DIRECTIONS ->
[a] Answer these about the article on daily heart pills:
(i) How many eligible respondents were in the survey sample?
(ii) What was the average age of the people surveyed?
(iii) In which journal were the results published?
[b] Rewrite the part of the heart pill article that starts at "The participants answered" and ends after "cardiovascular disease prevention?", swapping "meds" for "medications".

Daily heart pill? One in three 'would prefer shorter life'
Date: Feb-04-2015 Should all older people take a daily pill to prevent heart attacks? It is an enduring question, even though the Food and Drug Administration currently says that a daily aspirin, for example, is not for everyone. Researchers are also continuing to investigate the idea of a daily "polypill" against cardiovascular disease in certain groups. But for the benefit of some extra time to live, how many people would carry the burden of daily tablets? And how many would prefer a shorter life without preventive pills such as statins?
Taking tablets every day - collecting, remembering, and consuming them - would be too much of a burden for many.
Researchers from California and North Carolina sought answers from these questions with an online survey of people averaging 50 years of age, in a sample of 1,000 eligible respondents from 18,780 email invitations.
The participants answered a hypothetical question: how much time would they be willing to cut short from the end of their lives by avoiding daily meds for cardiovascular disease prevention?
The results are published in the American Heart Association's journal Circulation: Cardiovascular Quality and Outcomes, and the authors are from the University of California San Francisco (UCSF), and the University of North Carolina at Chapel Hill School of Medicine.

MATERIAL SHOWN ->
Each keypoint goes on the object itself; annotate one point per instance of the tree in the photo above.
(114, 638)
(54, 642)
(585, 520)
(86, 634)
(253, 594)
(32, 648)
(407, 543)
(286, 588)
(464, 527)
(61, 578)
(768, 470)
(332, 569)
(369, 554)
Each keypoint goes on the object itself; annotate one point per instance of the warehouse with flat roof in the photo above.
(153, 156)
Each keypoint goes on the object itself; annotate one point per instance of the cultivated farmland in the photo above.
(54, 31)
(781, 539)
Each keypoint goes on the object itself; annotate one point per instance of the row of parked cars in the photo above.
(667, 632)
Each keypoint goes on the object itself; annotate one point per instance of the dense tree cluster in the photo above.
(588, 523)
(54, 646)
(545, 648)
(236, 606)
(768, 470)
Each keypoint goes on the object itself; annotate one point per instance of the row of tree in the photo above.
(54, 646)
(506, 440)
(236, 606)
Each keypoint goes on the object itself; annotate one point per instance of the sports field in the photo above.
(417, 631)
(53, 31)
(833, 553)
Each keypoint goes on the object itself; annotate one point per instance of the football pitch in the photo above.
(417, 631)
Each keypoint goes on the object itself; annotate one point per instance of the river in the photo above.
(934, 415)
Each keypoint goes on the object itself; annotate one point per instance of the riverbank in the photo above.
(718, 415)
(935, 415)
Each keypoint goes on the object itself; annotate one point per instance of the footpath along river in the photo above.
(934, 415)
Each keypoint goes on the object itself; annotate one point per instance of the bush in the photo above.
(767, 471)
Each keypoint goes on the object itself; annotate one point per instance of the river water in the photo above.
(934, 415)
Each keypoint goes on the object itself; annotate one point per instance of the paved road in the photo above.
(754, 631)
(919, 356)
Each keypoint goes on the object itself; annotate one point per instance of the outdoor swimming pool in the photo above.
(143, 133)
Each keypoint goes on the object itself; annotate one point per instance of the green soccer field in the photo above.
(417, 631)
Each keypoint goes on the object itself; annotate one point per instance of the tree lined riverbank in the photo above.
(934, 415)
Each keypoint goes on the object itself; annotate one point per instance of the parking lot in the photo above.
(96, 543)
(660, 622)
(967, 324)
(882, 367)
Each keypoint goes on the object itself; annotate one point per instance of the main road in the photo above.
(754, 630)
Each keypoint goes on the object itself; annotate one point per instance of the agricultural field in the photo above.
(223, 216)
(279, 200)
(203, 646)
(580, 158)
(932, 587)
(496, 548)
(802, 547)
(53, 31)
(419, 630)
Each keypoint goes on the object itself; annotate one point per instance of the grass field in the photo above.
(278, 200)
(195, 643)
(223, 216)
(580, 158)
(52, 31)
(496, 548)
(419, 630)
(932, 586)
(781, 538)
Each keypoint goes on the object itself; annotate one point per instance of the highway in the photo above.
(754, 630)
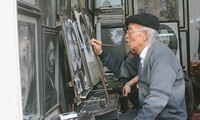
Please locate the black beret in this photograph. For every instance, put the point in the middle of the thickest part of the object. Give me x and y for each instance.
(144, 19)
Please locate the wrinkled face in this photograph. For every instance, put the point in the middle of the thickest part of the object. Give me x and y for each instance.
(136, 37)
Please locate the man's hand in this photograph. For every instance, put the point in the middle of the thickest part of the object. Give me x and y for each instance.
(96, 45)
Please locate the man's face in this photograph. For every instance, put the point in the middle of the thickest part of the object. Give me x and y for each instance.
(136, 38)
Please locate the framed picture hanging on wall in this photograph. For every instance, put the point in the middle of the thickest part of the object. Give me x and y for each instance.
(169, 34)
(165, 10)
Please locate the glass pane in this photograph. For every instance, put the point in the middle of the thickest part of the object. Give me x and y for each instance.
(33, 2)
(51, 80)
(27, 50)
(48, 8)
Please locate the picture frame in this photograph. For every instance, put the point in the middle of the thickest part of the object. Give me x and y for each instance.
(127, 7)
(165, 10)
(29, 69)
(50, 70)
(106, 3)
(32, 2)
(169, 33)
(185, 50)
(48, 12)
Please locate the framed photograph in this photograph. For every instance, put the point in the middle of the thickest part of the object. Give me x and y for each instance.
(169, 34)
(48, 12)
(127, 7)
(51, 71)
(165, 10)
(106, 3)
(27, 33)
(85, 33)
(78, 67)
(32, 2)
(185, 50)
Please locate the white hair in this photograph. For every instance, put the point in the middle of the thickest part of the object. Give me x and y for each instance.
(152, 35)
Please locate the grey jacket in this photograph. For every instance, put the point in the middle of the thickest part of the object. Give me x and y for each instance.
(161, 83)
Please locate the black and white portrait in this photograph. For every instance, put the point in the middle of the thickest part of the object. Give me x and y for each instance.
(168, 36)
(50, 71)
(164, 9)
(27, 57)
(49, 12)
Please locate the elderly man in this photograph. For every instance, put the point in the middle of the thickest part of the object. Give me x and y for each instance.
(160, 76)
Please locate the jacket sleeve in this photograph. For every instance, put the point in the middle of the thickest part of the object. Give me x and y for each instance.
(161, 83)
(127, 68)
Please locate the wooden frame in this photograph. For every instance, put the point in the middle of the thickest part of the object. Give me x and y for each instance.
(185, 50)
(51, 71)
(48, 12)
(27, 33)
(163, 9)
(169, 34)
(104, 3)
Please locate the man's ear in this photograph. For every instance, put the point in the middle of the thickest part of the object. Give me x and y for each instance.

ANSWERS TO THE EXERCISE ->
[a]
(i) 1,000 eligible respondents, drawn from 18,780 email invitations.
(ii) 50 years.
(iii) The American Heart Association's journal Circulation: Cardiovascular Quality and Outcomes.

[b]
The participants answered a hypothetical question: how much time would they be willing to cut short from the end of their lives by avoiding daily medications for cardiovascular disease prevention?